Could you please retype the records exactly, minus their pictures?

#### Input data ####

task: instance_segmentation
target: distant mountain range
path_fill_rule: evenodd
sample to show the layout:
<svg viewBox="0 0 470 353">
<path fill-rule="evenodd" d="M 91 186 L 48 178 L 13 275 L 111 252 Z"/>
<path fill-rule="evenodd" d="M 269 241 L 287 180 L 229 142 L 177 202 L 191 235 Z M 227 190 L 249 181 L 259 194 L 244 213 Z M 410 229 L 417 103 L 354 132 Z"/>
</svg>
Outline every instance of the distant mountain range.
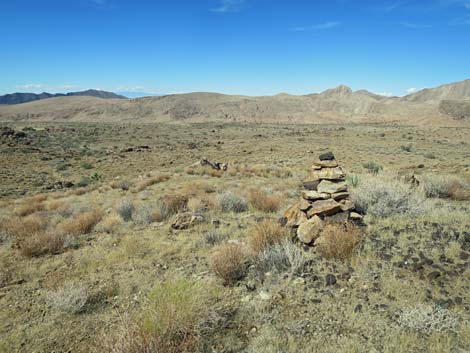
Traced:
<svg viewBox="0 0 470 353">
<path fill-rule="evenodd" d="M 108 97 L 116 98 L 114 94 Z M 469 126 L 470 80 L 424 89 L 405 97 L 353 91 L 341 85 L 302 96 L 282 93 L 251 97 L 203 92 L 136 99 L 59 96 L 0 106 L 0 121 L 51 120 Z"/>
<path fill-rule="evenodd" d="M 0 104 L 21 104 L 33 102 L 41 99 L 55 98 L 55 97 L 71 97 L 71 96 L 87 96 L 87 97 L 97 97 L 97 98 L 117 98 L 117 99 L 126 99 L 127 97 L 106 91 L 99 91 L 95 89 L 89 89 L 86 91 L 80 92 L 70 92 L 70 93 L 11 93 L 0 96 Z"/>
</svg>

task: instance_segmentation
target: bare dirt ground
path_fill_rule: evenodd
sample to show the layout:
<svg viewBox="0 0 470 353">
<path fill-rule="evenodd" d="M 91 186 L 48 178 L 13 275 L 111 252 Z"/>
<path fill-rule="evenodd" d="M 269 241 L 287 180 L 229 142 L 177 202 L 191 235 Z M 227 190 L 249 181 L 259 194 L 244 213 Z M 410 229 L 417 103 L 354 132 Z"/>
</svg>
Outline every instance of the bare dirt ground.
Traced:
<svg viewBox="0 0 470 353">
<path fill-rule="evenodd" d="M 468 352 L 469 129 L 4 126 L 0 352 Z M 341 258 L 278 224 L 325 151 L 366 208 Z"/>
</svg>

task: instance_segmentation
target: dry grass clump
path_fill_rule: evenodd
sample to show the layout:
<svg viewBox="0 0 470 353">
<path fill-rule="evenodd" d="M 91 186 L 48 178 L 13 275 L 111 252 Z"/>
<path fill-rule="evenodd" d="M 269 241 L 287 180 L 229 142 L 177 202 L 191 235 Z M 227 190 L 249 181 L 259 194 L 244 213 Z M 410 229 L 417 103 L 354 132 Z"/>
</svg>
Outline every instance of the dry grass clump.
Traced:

####

Result of this task:
task: instance_segmentation
target: distant mountain range
path_fill_rule: evenodd
sample to show the layout:
<svg viewBox="0 0 470 353">
<path fill-rule="evenodd" d="M 91 186 L 48 178 L 13 275 L 111 252 Z"/>
<path fill-rule="evenodd" d="M 269 241 L 287 180 L 229 142 L 177 202 L 191 235 Z M 227 190 L 249 181 L 259 194 L 244 213 Z M 410 229 L 417 103 L 354 132 Z"/>
</svg>
Outline every instance of the distant mountain range.
Traced:
<svg viewBox="0 0 470 353">
<path fill-rule="evenodd" d="M 108 97 L 116 98 L 114 94 Z M 469 126 L 470 80 L 424 89 L 405 97 L 353 91 L 341 85 L 302 96 L 282 93 L 251 97 L 203 92 L 136 99 L 59 96 L 0 106 L 0 121 L 51 120 Z"/>
<path fill-rule="evenodd" d="M 0 104 L 21 104 L 33 102 L 41 99 L 55 98 L 55 97 L 71 97 L 71 96 L 87 96 L 87 97 L 97 97 L 97 98 L 117 98 L 117 99 L 126 99 L 127 97 L 106 91 L 99 91 L 95 89 L 89 89 L 86 91 L 80 92 L 70 92 L 70 93 L 11 93 L 0 96 Z"/>
</svg>

task: instance_segmentation
target: bare dirt ground
path_fill_rule: evenodd
sample to show the layout:
<svg viewBox="0 0 470 353">
<path fill-rule="evenodd" d="M 91 186 L 48 178 L 13 275 L 111 252 Z"/>
<path fill-rule="evenodd" d="M 269 241 L 287 180 L 229 142 L 177 202 L 191 235 Z M 227 190 L 249 181 L 259 194 L 244 213 Z M 410 229 L 417 103 L 354 132 Z"/>
</svg>
Outline every instance of the bare dirt ground.
Traced:
<svg viewBox="0 0 470 353">
<path fill-rule="evenodd" d="M 468 352 L 469 129 L 4 126 L 0 352 Z M 341 258 L 278 224 L 325 151 L 366 208 Z"/>
</svg>

task: instance_segmentation
target: dry grass clump
path_fill_rule: evenodd
sample to show the layout:
<svg viewBox="0 0 470 353">
<path fill-rule="evenodd" d="M 91 186 L 48 178 L 13 275 L 111 252 Z"/>
<path fill-rule="evenodd" d="M 269 241 L 287 180 L 229 142 L 177 202 L 191 235 Z M 227 190 L 249 181 L 259 194 L 244 213 Z M 410 229 L 417 103 L 354 132 Z"/>
</svg>
Outline every instance of the dry grass clump.
Traced:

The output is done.